## Provided information
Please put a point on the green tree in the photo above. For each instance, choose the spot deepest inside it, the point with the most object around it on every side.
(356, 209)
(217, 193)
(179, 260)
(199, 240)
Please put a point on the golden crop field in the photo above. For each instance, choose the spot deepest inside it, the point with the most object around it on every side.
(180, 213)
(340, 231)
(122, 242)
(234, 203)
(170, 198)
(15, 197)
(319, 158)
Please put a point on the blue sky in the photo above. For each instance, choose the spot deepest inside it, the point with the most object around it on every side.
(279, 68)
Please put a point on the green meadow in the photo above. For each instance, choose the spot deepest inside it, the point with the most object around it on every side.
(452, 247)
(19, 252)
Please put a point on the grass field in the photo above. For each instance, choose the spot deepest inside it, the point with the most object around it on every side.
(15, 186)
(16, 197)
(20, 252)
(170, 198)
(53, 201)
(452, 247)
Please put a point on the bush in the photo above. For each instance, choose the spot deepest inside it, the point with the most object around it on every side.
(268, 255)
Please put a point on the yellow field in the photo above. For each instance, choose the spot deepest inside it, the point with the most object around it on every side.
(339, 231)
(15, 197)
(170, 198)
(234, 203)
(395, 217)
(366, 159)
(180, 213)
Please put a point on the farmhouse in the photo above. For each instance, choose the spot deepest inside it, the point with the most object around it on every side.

## About this exercise
Make an exact copy of all the entries above.

## Answer to the problem
Please put a point on the green tree in the photo above. For each instance, choose the spot deepest inside it, the point with the most object around it on every side.
(356, 209)
(217, 193)
(179, 260)
(199, 240)
Please put a point on the golden crop field in the photo above. For each instance, choose the spot deepest inside it, the point with the most object around it on every side.
(180, 213)
(340, 231)
(122, 242)
(234, 203)
(170, 198)
(15, 197)
(319, 158)
Please put a point on the blue sky in the photo above. For each instance, choose the spot deepest inside it, the point with the most object around it on every side.
(279, 68)
Please put a point on the green meadow in the photo above. For each instance, choose the spot deepest inside it, the point with the most object around it on every side.
(452, 247)
(19, 252)
Please put a point on the grass field in the photo above. For each instance, choose the spot deepest inside it, the point with the most object around it on every side.
(15, 186)
(16, 197)
(20, 252)
(170, 198)
(53, 201)
(452, 247)
Please put a point on the bush in the photo above. For each instance, choose the spot deepest inside it, the point with the most object around it on every side.
(268, 255)
Please put a point on the yellow field in the photo above. For each instance, choose the spot deepest inside it, the point with the most object around it on every side.
(339, 231)
(15, 197)
(170, 198)
(234, 203)
(395, 217)
(366, 159)
(180, 213)
Please put a point on the farmhouse in the photo above. For each instance, choose the spot deepest inside it, the point with the most object around it on every side.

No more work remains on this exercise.